Items -
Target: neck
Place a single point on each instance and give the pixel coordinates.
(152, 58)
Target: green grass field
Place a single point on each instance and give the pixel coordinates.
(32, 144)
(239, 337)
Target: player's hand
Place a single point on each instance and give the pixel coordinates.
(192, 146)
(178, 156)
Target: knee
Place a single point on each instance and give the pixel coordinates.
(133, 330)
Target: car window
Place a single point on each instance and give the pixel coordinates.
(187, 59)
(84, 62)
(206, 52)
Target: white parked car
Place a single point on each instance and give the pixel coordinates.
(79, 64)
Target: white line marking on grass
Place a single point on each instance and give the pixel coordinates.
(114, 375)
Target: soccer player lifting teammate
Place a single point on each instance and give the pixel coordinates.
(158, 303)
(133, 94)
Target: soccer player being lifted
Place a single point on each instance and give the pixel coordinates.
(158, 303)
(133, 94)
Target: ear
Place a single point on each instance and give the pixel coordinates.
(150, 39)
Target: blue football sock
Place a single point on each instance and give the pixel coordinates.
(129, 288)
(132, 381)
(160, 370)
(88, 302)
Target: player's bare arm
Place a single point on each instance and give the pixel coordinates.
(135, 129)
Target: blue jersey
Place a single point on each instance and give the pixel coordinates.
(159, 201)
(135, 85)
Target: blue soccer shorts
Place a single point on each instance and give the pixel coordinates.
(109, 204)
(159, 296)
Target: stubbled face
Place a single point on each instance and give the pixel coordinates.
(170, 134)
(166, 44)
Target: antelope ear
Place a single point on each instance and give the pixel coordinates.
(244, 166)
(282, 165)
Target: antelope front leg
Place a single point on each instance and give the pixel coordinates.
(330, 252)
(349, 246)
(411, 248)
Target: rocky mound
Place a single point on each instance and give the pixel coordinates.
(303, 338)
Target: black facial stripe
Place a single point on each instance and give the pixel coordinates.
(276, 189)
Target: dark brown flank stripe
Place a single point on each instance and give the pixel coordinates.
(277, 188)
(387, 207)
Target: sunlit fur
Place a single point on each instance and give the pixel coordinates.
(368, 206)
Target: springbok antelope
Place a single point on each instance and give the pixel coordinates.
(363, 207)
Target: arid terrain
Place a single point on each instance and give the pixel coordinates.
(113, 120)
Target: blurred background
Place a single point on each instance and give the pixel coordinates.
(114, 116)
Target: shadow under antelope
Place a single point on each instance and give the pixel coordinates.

What you will do -
Arrange the listing above as a Markdown table with the columns "Row" and "Text". Start at the line containing "Target: stubbled face" and end at the listing's final line, numbering each line and leaving out blank lines.

Result of this task -
| Row | Text |
|---|---|
| 1 | Target: stubbled face |
| 2 | Place a single point on each instance and give the pixel coordinates. |
| 3 | (170, 134) |
| 4 | (166, 44) |
| 5 | Target: antelope ear |
| 6 | Place a single point on each instance and give the pixel coordinates. |
| 7 | (244, 166) |
| 8 | (282, 165) |
| 9 | Target: antelope front leg |
| 10 | Place a single point on each instance and give the pixel coordinates. |
| 11 | (330, 252) |
| 12 | (349, 246) |
| 13 | (411, 248) |
| 14 | Target: rocky mound |
| 15 | Place a single point on each instance and give the pixel coordinates. |
| 16 | (303, 338) |
| 17 | Target: black facial stripe |
| 18 | Place a single point on each instance and give the pixel coordinates. |
| 19 | (276, 189) |
| 20 | Target: dark brown flank stripe |
| 21 | Place a single point on each instance and give the pixel coordinates. |
| 22 | (277, 188) |
| 23 | (387, 207) |
| 24 | Target: sunlit fur |
| 25 | Place a single point on each instance and give the pixel coordinates. |
| 26 | (368, 206) |
| 27 | Target: springbok antelope |
| 28 | Place a single point on each instance and give the pixel coordinates. |
| 29 | (363, 207) |
| 30 | Target: arid terrain |
| 31 | Place a single point on each instance and give the pixel coordinates. |
| 32 | (113, 120) |
| 33 | Target: blurred background |
| 34 | Place a single point on each instance and give the pixel coordinates. |
| 35 | (114, 116) |
| 36 | Target: shadow under antelope |
| 37 | Place a single point on each instance and give the pixel coordinates. |